### PROBLEM TO WORK ON
Pick out each line of the records that includes the string "dark", and copy it.

### MATERIAL FOR THE TASK
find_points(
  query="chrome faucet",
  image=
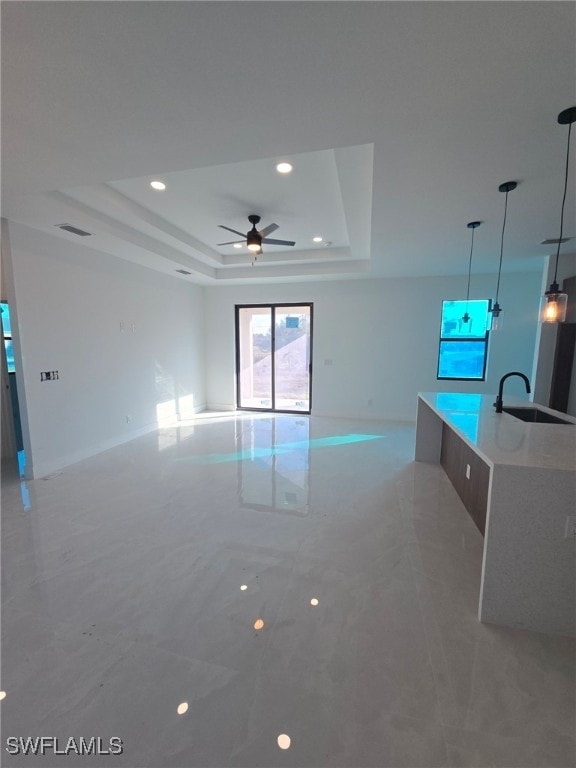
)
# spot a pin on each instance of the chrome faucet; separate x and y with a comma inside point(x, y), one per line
point(498, 403)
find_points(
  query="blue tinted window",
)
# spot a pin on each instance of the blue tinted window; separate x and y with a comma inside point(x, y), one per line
point(6, 320)
point(463, 340)
point(453, 324)
point(9, 355)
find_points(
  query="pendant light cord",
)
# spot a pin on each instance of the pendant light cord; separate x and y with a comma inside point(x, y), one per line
point(502, 246)
point(469, 268)
point(563, 201)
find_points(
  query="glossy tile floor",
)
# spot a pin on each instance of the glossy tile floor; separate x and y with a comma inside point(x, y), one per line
point(134, 582)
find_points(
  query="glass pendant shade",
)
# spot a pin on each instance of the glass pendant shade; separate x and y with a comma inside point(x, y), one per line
point(553, 305)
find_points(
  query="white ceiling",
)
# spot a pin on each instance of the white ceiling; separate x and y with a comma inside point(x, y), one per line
point(401, 120)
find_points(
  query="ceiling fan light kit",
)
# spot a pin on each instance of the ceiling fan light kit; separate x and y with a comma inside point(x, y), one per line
point(554, 302)
point(254, 238)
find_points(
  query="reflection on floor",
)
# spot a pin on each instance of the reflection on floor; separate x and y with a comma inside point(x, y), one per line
point(310, 601)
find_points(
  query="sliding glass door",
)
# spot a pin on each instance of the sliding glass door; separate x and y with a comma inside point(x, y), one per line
point(274, 357)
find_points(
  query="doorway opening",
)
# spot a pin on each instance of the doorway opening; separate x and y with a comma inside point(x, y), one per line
point(274, 357)
point(12, 440)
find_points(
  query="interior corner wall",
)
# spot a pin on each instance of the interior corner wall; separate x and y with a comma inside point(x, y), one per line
point(127, 342)
point(375, 341)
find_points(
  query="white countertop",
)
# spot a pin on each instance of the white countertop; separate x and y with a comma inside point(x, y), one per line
point(500, 438)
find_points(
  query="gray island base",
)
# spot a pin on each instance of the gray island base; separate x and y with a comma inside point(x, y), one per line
point(518, 481)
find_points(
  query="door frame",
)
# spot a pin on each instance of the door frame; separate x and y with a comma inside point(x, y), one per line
point(273, 307)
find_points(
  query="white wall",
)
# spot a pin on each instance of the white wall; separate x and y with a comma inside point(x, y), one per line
point(127, 342)
point(382, 337)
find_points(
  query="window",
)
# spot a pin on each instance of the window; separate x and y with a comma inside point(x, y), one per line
point(464, 346)
point(7, 329)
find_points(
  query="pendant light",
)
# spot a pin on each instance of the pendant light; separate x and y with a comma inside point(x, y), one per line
point(496, 310)
point(553, 303)
point(472, 225)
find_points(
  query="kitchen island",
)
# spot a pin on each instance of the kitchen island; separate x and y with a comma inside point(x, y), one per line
point(518, 481)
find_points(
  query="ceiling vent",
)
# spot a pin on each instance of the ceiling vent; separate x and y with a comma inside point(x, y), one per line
point(74, 230)
point(555, 240)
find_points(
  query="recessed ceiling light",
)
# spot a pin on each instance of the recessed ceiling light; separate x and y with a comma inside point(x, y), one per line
point(284, 741)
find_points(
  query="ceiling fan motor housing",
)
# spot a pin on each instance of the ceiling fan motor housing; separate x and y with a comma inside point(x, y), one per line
point(253, 237)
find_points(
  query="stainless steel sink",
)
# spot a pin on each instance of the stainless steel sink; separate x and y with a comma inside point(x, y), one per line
point(535, 415)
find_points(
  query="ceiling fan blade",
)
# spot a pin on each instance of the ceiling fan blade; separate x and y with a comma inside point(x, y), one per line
point(268, 230)
point(278, 242)
point(242, 234)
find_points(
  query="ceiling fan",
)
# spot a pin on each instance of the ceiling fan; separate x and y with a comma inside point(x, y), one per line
point(255, 238)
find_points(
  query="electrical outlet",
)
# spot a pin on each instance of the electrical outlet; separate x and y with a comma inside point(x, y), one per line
point(49, 376)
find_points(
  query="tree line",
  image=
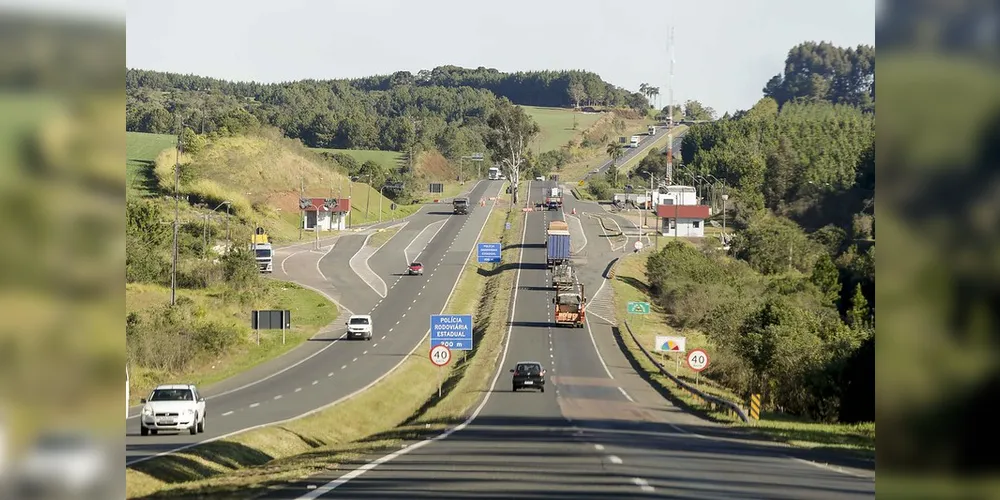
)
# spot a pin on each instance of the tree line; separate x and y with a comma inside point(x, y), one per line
point(444, 109)
point(792, 316)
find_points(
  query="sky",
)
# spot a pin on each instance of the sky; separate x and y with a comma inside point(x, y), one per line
point(724, 50)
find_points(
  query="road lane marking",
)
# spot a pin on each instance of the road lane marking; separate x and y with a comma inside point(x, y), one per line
point(330, 486)
point(626, 395)
point(643, 484)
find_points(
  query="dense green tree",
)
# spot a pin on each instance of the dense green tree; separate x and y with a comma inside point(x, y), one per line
point(511, 131)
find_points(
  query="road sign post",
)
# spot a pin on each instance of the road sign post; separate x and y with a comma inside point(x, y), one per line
point(488, 253)
point(697, 360)
point(453, 331)
point(440, 356)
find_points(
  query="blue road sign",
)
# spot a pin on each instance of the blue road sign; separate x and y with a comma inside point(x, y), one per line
point(488, 252)
point(452, 330)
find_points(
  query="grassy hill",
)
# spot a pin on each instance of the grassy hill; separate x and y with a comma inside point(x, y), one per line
point(141, 150)
point(556, 126)
point(260, 174)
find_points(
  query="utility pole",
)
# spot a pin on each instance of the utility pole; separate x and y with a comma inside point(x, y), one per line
point(670, 113)
point(302, 213)
point(177, 211)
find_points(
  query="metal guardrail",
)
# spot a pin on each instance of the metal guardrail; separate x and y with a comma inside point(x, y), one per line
point(715, 401)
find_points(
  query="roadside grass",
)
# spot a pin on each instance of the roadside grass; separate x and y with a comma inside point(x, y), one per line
point(402, 406)
point(381, 236)
point(141, 150)
point(630, 285)
point(556, 126)
point(389, 159)
point(310, 312)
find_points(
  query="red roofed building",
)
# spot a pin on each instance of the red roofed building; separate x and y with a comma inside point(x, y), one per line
point(689, 220)
point(328, 216)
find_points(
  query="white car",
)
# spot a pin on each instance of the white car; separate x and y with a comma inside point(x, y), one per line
point(174, 407)
point(66, 464)
point(359, 326)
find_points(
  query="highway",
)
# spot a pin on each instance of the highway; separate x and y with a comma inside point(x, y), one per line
point(327, 369)
point(598, 432)
point(642, 150)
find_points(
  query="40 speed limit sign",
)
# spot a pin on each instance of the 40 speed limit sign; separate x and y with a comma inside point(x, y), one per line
point(440, 355)
point(697, 360)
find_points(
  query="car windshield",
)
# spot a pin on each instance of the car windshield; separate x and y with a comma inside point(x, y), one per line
point(529, 369)
point(171, 395)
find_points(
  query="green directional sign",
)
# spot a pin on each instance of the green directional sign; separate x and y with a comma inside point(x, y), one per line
point(638, 307)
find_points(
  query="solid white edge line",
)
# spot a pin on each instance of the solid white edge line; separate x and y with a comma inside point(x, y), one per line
point(338, 401)
point(360, 471)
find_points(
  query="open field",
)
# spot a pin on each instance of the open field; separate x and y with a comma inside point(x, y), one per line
point(388, 159)
point(629, 285)
point(310, 310)
point(141, 150)
point(404, 405)
point(556, 126)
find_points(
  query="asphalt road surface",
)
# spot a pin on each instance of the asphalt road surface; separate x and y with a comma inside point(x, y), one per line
point(642, 150)
point(326, 374)
point(597, 432)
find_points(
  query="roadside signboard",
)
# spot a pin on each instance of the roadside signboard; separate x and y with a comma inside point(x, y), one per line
point(453, 331)
point(488, 252)
point(638, 307)
point(440, 355)
point(670, 343)
point(697, 360)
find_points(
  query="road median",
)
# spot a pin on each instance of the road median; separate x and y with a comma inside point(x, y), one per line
point(404, 405)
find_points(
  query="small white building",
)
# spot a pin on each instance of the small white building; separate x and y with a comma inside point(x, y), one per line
point(688, 221)
point(675, 195)
point(326, 218)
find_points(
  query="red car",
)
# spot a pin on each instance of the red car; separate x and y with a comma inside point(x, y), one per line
point(416, 268)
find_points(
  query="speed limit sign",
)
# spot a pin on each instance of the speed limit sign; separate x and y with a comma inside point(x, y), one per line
point(697, 360)
point(440, 355)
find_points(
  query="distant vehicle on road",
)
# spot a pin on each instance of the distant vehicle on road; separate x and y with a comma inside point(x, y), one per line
point(460, 206)
point(415, 268)
point(173, 407)
point(359, 326)
point(528, 374)
point(66, 464)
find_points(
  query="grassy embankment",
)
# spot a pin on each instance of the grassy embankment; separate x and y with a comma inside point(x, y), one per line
point(261, 174)
point(556, 126)
point(310, 312)
point(404, 405)
point(629, 285)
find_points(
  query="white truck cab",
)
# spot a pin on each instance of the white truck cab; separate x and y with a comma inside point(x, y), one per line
point(359, 326)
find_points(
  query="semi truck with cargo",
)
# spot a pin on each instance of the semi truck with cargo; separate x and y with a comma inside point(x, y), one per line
point(570, 307)
point(460, 206)
point(557, 244)
point(562, 277)
point(263, 252)
point(554, 200)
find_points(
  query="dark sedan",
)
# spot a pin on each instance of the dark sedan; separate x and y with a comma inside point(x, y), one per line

### TASK RESULT
  query="dark sedan",
# spot a pin on each instance of the dark sedan; separate x and y with a comma inside point(x, y), one per line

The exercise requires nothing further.